**Given information:**
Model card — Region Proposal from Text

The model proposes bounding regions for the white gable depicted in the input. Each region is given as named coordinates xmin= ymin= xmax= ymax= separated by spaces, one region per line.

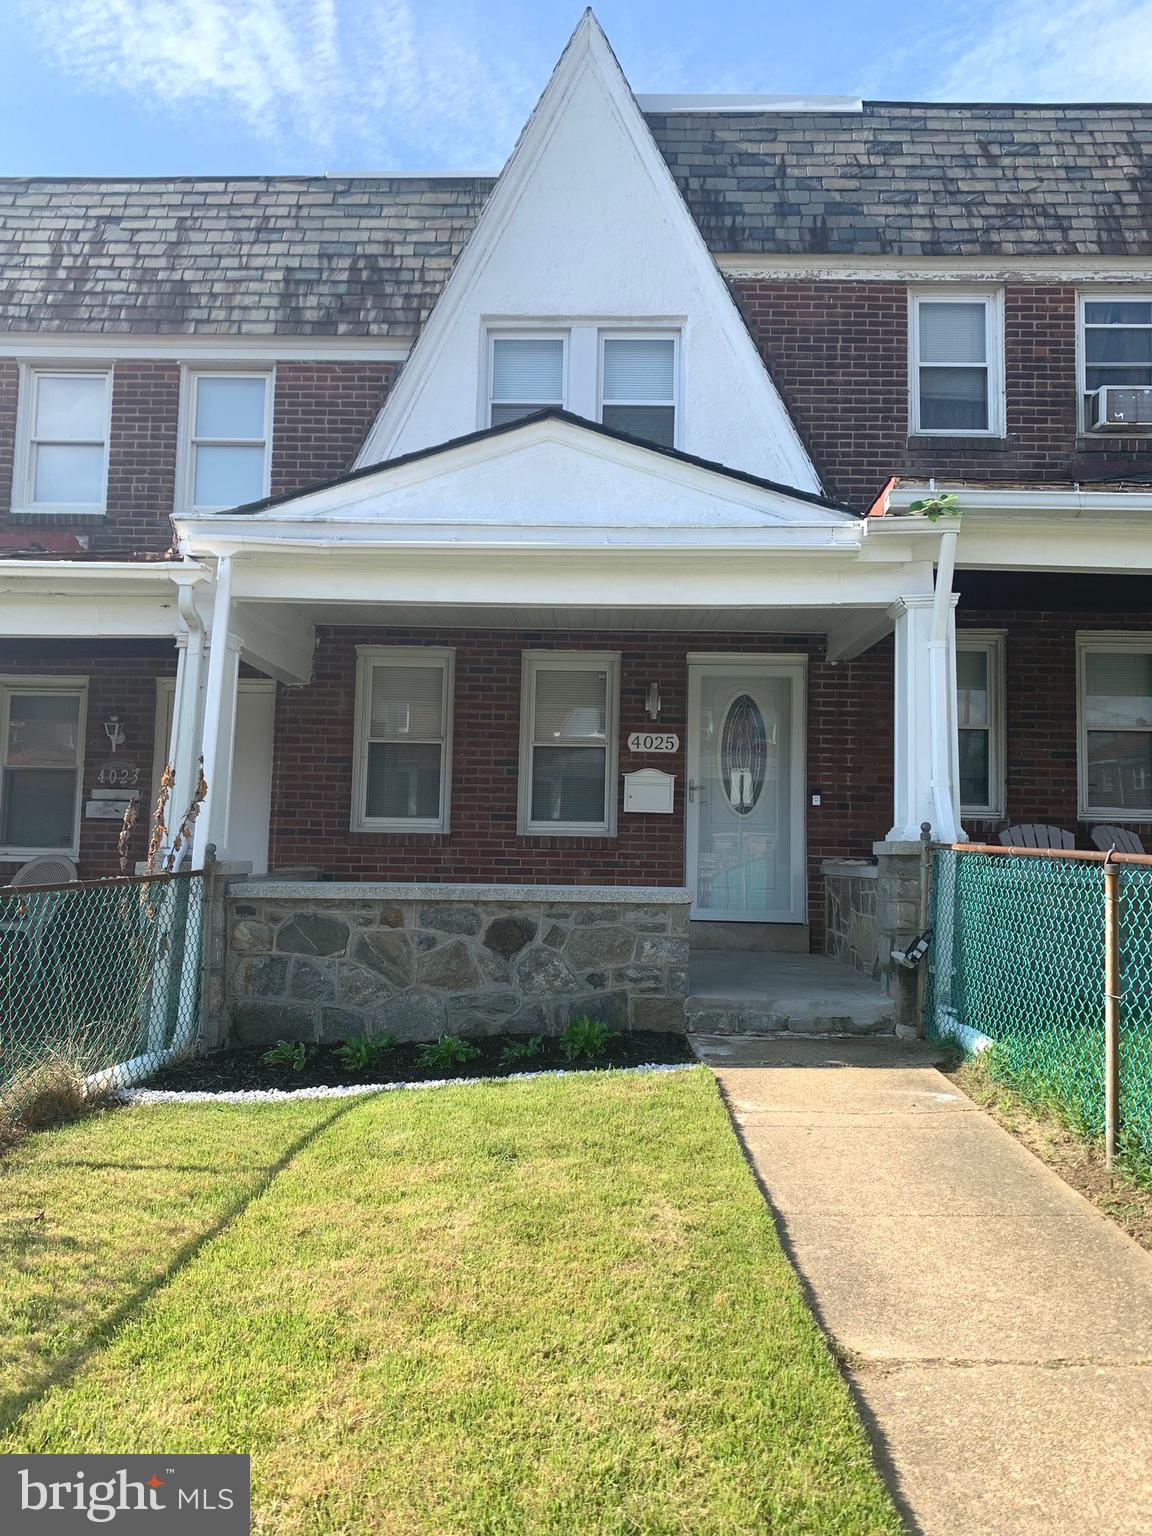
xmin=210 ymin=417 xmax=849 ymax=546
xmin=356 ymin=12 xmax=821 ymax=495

* * *

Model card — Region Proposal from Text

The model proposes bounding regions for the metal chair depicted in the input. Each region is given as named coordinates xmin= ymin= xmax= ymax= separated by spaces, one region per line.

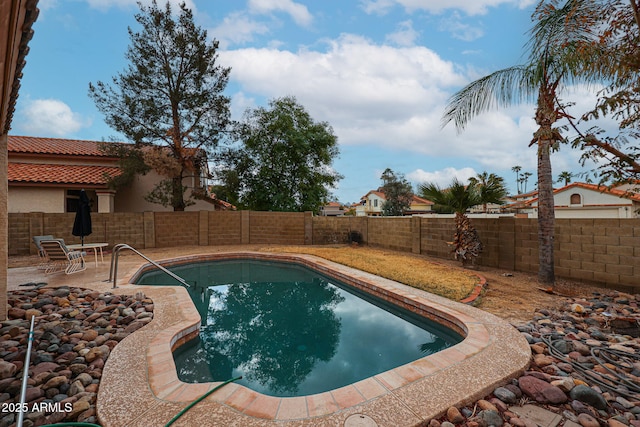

...

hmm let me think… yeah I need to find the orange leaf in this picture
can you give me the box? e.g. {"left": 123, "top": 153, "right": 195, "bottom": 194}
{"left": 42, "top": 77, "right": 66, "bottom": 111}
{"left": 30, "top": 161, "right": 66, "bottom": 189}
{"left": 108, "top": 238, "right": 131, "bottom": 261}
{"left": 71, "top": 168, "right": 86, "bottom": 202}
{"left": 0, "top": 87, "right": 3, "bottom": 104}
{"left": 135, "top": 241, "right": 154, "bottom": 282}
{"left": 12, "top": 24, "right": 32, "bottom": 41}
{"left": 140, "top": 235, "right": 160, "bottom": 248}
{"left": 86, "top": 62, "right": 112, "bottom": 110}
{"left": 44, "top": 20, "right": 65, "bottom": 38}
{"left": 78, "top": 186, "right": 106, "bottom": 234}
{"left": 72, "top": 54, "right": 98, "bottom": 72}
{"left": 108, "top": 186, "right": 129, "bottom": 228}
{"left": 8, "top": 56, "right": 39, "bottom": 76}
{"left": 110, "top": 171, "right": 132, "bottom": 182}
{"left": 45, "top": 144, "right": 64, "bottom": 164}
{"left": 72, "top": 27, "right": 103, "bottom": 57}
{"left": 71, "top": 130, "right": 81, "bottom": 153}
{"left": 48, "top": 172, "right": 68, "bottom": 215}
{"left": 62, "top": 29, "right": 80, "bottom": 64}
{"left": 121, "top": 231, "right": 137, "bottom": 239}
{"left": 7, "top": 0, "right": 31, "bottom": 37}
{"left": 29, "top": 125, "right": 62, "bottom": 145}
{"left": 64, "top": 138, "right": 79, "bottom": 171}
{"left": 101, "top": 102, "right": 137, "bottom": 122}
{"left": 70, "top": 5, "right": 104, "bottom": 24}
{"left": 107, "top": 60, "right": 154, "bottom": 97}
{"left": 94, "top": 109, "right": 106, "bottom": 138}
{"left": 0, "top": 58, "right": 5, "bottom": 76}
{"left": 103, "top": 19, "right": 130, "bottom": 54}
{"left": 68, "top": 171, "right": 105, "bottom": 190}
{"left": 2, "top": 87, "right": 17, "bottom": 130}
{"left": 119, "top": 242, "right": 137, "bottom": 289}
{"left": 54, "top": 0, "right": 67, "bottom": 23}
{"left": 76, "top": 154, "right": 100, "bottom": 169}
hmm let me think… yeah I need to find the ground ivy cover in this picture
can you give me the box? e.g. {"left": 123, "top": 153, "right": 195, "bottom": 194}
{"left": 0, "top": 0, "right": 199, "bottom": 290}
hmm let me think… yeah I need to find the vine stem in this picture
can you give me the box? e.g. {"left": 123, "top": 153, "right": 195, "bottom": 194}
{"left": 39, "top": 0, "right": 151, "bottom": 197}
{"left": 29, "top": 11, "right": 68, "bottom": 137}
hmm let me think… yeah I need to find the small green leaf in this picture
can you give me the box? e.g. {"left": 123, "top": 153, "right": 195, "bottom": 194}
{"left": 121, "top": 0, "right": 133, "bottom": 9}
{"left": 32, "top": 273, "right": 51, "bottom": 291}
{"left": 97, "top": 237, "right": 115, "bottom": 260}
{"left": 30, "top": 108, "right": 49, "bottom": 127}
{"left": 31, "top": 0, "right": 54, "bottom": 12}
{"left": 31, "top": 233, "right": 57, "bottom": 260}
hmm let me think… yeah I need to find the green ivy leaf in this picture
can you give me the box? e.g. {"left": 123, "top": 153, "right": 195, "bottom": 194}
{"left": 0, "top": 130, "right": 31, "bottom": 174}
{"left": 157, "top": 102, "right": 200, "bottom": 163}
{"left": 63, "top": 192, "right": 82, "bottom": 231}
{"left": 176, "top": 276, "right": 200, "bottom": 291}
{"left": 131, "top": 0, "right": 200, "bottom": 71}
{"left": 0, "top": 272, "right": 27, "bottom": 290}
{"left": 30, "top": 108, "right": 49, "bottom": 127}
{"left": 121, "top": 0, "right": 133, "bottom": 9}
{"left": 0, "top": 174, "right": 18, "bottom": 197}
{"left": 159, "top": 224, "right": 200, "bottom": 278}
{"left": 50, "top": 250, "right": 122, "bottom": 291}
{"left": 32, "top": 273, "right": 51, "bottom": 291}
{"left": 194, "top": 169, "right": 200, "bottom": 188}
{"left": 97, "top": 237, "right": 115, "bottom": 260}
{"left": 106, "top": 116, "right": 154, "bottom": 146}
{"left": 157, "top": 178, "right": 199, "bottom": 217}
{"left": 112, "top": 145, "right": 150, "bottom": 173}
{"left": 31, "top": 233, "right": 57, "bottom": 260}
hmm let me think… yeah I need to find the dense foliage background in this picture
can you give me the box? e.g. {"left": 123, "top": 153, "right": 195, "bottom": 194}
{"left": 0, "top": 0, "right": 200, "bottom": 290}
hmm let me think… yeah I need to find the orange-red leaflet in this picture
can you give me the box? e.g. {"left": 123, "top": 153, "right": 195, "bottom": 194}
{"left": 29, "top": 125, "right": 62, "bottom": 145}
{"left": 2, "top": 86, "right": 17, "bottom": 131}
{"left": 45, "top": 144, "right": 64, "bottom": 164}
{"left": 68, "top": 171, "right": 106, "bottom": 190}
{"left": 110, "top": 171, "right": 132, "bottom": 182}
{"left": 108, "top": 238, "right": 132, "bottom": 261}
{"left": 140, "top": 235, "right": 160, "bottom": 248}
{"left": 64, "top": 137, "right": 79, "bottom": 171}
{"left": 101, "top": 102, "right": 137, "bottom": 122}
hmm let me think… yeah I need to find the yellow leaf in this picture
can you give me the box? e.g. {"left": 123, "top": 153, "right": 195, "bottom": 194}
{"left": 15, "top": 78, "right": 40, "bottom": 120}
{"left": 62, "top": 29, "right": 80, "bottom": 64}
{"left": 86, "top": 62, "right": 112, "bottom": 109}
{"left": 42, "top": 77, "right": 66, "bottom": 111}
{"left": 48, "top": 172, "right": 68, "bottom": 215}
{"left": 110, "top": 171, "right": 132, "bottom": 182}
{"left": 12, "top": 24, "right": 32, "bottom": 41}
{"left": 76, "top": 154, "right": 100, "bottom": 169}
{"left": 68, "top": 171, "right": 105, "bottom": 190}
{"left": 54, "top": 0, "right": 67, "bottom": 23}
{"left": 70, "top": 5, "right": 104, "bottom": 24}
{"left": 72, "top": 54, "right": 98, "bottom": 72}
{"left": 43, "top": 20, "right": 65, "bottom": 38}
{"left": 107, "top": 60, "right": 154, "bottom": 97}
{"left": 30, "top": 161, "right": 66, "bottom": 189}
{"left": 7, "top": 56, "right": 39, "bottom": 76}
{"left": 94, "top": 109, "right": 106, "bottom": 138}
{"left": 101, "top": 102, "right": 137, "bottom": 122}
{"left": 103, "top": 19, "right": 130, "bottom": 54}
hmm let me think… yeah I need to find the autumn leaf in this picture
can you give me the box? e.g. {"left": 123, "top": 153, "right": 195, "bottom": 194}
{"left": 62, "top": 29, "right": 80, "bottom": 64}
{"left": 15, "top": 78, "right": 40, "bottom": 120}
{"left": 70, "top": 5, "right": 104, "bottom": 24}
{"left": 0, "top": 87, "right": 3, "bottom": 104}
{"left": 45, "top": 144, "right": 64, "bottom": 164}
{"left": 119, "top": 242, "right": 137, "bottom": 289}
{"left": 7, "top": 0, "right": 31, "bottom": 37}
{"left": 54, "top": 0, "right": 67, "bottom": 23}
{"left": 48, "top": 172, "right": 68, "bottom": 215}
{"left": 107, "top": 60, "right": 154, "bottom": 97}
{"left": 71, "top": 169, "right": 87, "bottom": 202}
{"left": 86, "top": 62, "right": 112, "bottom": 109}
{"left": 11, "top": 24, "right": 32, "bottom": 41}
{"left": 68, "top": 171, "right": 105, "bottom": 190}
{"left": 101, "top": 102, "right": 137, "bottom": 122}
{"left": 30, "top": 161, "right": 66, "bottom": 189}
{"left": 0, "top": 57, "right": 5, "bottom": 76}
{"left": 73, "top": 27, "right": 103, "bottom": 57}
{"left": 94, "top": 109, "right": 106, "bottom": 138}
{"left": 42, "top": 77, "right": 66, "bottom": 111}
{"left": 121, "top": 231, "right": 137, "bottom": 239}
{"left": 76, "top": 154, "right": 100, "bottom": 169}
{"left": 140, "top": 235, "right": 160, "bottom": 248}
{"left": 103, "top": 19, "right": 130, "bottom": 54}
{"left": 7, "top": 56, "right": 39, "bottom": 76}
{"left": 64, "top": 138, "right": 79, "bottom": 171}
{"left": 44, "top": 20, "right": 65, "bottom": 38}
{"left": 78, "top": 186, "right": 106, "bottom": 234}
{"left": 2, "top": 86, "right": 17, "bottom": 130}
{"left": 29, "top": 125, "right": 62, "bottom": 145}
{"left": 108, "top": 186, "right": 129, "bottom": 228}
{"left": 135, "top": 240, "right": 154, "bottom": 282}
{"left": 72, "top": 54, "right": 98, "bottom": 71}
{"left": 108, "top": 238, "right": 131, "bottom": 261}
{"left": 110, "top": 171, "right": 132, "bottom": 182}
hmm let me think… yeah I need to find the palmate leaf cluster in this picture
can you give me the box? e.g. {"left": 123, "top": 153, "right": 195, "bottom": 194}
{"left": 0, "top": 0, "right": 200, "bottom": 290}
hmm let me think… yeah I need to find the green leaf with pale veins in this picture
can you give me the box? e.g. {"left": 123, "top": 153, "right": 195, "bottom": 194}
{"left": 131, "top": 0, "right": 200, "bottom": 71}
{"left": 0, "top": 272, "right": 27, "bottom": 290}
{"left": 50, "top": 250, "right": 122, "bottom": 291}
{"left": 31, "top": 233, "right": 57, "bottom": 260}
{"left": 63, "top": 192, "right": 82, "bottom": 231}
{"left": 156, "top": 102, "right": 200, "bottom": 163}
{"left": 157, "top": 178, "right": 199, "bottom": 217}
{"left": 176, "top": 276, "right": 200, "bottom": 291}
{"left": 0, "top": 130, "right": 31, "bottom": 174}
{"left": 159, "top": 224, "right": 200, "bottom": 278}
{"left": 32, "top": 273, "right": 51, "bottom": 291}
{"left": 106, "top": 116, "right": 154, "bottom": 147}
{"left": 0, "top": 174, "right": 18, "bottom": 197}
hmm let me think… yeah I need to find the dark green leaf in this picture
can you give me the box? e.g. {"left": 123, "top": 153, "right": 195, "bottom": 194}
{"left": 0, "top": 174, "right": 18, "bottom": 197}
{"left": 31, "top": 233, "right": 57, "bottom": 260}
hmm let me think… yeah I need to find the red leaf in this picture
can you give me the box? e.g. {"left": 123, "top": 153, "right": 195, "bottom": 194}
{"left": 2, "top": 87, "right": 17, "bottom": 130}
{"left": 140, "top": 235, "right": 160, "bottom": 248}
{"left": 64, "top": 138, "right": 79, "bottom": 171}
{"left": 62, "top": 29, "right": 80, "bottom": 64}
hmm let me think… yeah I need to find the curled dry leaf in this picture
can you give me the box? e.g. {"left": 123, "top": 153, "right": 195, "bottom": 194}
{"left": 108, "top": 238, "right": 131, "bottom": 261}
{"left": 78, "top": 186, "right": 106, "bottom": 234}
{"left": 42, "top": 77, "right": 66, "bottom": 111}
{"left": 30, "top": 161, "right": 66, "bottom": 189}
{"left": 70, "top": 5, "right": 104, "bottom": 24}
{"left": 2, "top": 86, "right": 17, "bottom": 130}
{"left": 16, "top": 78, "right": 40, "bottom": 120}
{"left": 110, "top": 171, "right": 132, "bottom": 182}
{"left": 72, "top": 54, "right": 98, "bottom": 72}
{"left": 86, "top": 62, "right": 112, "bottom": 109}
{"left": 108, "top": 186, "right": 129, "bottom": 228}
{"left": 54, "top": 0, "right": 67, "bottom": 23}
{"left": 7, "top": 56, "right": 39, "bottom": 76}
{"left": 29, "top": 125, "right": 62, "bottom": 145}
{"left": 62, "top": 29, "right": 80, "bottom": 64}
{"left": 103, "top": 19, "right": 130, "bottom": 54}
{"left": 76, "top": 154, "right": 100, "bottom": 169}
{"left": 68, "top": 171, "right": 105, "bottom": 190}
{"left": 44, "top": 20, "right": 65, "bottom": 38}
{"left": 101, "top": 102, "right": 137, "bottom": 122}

**The problem:** Every line above that holds the string "orange" should be copied out.

**Reply:**
hmm let me think… yeah I need to find the orange leaf in this picture
hmm let me think… yeah I need to find the orange-red leaflet in this picture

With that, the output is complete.